------ Given data
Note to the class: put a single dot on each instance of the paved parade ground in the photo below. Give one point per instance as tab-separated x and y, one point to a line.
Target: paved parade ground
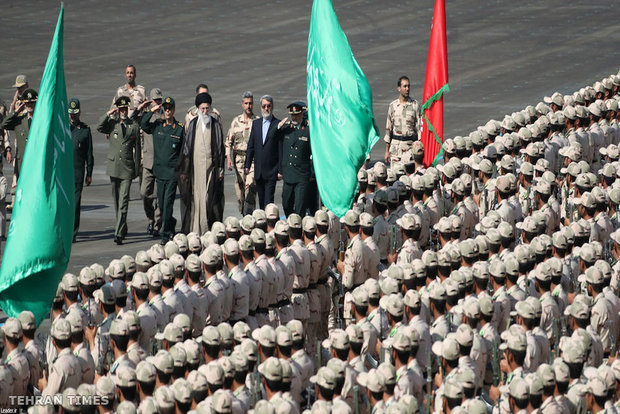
502	56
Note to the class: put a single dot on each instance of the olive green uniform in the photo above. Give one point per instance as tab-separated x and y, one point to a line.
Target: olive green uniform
296	168
82	157
123	164
20	123
167	143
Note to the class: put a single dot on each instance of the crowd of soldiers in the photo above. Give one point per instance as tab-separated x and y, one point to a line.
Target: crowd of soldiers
488	283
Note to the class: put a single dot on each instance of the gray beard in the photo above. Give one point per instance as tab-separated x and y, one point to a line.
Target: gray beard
205	119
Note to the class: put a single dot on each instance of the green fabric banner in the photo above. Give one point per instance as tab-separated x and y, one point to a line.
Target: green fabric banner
41	231
342	125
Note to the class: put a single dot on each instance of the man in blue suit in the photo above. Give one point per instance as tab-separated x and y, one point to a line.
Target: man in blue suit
265	150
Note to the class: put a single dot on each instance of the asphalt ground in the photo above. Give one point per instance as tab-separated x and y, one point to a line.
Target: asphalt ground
502	56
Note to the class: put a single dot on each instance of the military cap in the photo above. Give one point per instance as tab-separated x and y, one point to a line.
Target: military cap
61	329
597	387
513	338
219	229
360	296
119	327
12	328
125	376
29	96
122	102
126	407
168	101
27	320
74	106
241	331
451	286
192	351
162	361
593	275
140	281
119	289
372	380
265	335
338	339
283	336
143	258
70	282
145	372
401	341
239	360
155	277
20	81
525	310
271	369
171	333
105	294
164	399
250	349
178	354
156	94
355	334
197	380
157	253
105	388
171	248
75	320
444	225
448	348
518	389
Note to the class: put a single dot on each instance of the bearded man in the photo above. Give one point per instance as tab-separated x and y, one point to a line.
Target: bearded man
201	169
265	150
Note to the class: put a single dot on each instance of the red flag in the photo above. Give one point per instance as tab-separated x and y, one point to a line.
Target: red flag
435	84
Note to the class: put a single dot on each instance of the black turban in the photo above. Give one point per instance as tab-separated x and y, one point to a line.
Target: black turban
203	98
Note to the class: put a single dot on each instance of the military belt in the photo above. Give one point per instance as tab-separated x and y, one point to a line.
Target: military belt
404	138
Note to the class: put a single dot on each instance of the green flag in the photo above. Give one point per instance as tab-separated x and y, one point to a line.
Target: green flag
41	231
342	125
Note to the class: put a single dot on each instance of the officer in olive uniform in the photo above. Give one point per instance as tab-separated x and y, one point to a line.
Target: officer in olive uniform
19	121
296	168
168	135
123	159
82	157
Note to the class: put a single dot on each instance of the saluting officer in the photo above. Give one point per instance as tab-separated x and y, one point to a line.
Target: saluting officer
168	135
296	168
82	157
123	159
19	121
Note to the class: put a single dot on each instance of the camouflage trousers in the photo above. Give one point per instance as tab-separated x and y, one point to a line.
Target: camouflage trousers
245	187
398	149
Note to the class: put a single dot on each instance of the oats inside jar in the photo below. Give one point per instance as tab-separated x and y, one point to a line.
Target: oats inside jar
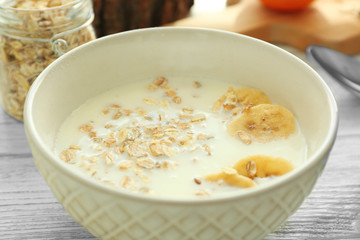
178	137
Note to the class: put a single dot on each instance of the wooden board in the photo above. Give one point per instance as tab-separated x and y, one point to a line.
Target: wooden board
331	23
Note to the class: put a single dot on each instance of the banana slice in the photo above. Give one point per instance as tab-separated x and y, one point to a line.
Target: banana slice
235	180
251	96
264	123
262	166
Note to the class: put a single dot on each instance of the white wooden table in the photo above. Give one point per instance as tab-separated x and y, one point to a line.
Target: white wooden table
28	209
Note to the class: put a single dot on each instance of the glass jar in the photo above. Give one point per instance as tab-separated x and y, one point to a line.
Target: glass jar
33	33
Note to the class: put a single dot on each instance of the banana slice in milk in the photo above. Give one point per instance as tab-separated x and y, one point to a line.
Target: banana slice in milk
264	123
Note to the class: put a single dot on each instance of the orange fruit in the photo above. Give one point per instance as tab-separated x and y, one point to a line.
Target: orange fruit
286	5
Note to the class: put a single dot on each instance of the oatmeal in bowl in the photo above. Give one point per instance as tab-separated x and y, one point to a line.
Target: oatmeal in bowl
147	133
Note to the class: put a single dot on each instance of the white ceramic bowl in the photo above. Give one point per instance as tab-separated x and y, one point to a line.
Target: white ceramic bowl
145	54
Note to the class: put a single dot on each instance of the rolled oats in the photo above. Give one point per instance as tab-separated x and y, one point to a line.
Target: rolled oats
26	48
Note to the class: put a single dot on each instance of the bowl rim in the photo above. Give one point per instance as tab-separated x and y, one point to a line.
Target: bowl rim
319	154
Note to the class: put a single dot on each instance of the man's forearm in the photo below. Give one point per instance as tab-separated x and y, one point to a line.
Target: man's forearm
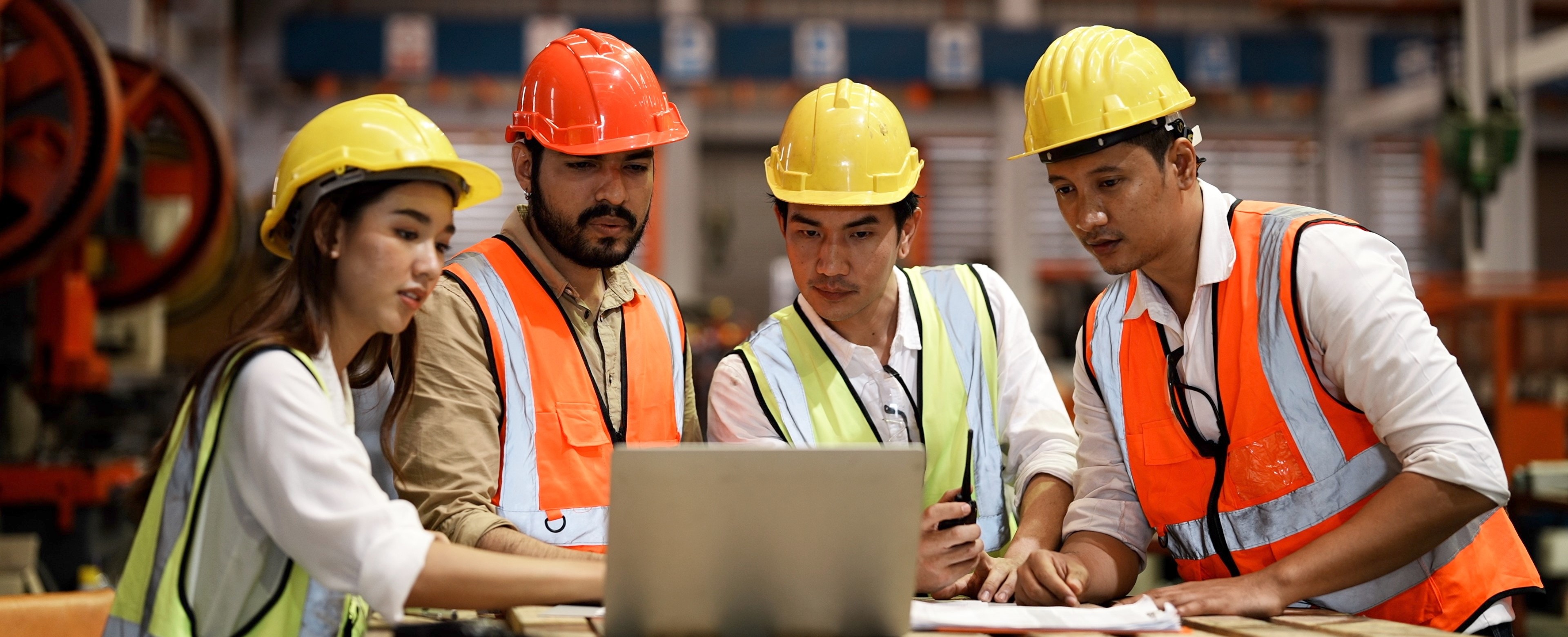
------------
-- Task instructions --
Rewrite all of the rows above, replacing "Target" with "Item to mark" throughout and keeping everything else unchanged. Leave the pictures out of your answer.

-- Result of the task --
Note to the class: put a single dot on each instance of the paved parade ground in the photo below. Give one point per instance as tab-separated x and y, one point to a line.
Item to mark: paved parade ground
502	56
Note to the class: put a single dot on each instance of the olive green uniform in the photo above. Give one point per instance as tab-separated x and y, one point to a line.
Item to mark: olive green uniform
296	168
82	157
123	164
20	123
167	143
Note to the class: put a single dot on each instance of the crowd of soldiers in the photo above. Give one point per instance as tab-separated x and y, one point to a line.
Item to mark: crowd of soldiers
488	283
Note to the class: put a single dot on each instance of the gray beard in the photo above. Give one point per instance as tab-separated x and y, one point to a line.
Item to mark: gray beard
205	119
Note to the class: put a single dot on each instance of the green fabric banner in the photo above. Give one point per instance as tab-separated x and y, one point to a line.
Item to mark: green fabric banner
41	231
342	125
Note to the class: put a single dot on each instance of the man in blue suit in the photo above. Give one point per instance as tab-separated x and y, one point to a line.
Item to mark: man in blue suit
265	150
Note to the class: put a single dot on each instance of the asphalt ground in the photo above. Give one point per instance as tab-separated x and y, one point to a line.
Item to mark: asphalt ground
502	56
Note to the class: put a single dot on each instance of the military cap in the photo above. Give one point per instance as tab-separated x and y, one point to a line.
Item to mark: military cap
61	329
597	387
513	338
219	229
360	296
119	327
12	328
125	376
29	96
122	102
126	407
168	101
27	320
74	106
241	331
451	286
192	351
162	361
593	275
140	281
119	289
372	380
265	335
338	339
283	336
143	258
70	282
145	372
401	341
239	360
155	277
20	81
525	310
271	369
171	333
105	294
164	399
250	349
178	354
156	94
355	334
197	380
157	253
105	388
171	248
75	320
444	225
448	348
518	389
Note to the class: put a single dot on each instance of the bearded man in the photo above. Give one point per instance as tab-separated x and y, one point to a line.
Item to mark: bearded man
201	169
265	150
Note to the class: put a single dot on each instance of the red flag in the photo above. Give one point per instance as tab-separated x and y, one point to a line.
Item to mark: red flag
435	84
Note to the class: put a single dot on each instance of the black turban in the photo above. Give one point per instance as tab-separated x and y, one point to a line.
Item to mark: black turban
203	98
Note to the class: put a single dot on each instance of the military belt in the photo above. Give one point per instance as tab-separated x and y, one point to a line.
Item to mark: military belt
404	138
Note to the class: put a single dot on each instance of the green flag in the photo above. Give one point per instance as tab-separated x and y, one point to a line.
Item to mark: green flag
41	231
342	125
Note to the class: put a single dot on each instance of the officer in olive uniform in the photo above. Give one point per instance as tab-separated x and y, one point to a line.
Item to mark: officer in olive uniform
19	121
296	168
168	135
123	159
82	157
Note to the class: put a single dot on each instance of the saluting officer in the photo above. Give one point per instance as tab-separated x and y, one point to a line.
Item to mark: saluting officer
168	135
296	168
82	157
123	159
19	121
Note to the class: put a single dot on each instance of the camouflage trousers in the photo above. Give one point per instance as tab-separated x and y, one point to a line.
Item to mark: camouflage trousers
245	187
398	149
Note to the class: put a single dot on each instance of the oats inside jar in the photo below. Give one point per instance as tab-separated x and y, one point to a line.
Item to mark: oats inside jar
178	137
Note to the class: put a single dot on each instance of the wooden board in the photo above. Give one point per instance as tab-separated x and y, one point to a line.
Item to mark: wooden board
331	23
Note to the class: put a single dot on each instance of the banana slice in the photo above. Give one point per instance as tab-separated x and y, one point to a line.
Item to mark: banana slice
235	180
251	96
264	123
262	166
Note to the class: put a single dot on each instance of the white wooden table in the photo above. Give one point per instance as tab-separated x and y, one point to a line.
Item to mark: white wooden table
28	209
Note to the class: put a single dot on each instance of the glass jar in the photo above. Give one point per instance as tab-separated x and y, one point to a line.
Item to mark: glass jar
33	33
Note to the class: put a single dot on each instance of the banana slice in milk in the photo above. Give one point per instance as tab-separated x and y, one point to a line.
Item to mark: banana slice in milk
264	123
Note to the class: put a single dot on each instance of the orange fruit in the photo above. Give one point per instance as tab-separated x and y, one point to a line.
Item to mark: orange fruit
286	5
Note to the class: put a single dot on each instance of the oatmeal in bowl in the photo above. Give one point per instance as tab-separated x and y, one point to a line.
Item to mark: oatmeal in bowl
147	133
Note to the class: put a single dot on each instance of the white ceramic bowl in the photo above. Give one point per instance as tab-separated x and y, one point to a line.
Item to mark: white ceramic bowl
145	54
Note to the class: put a single dot on each instance of the rolled oats in the photo above. Give one point per instance as tab-separated x and y, one point to a line.
Item to mark: rolled oats
26	48
Note to the class: put a single dot on each instance of the bowl rim in the photo above. Give one point per instance as tab-separated x and y, one point to a line.
Item to mark: bowl rim
319	154
Note to the class: put a single dot on each instance of the man's forearm in the photo below. Give one point per instance as tab-separated x and y, one point to a line.
Item to mark: man's forearm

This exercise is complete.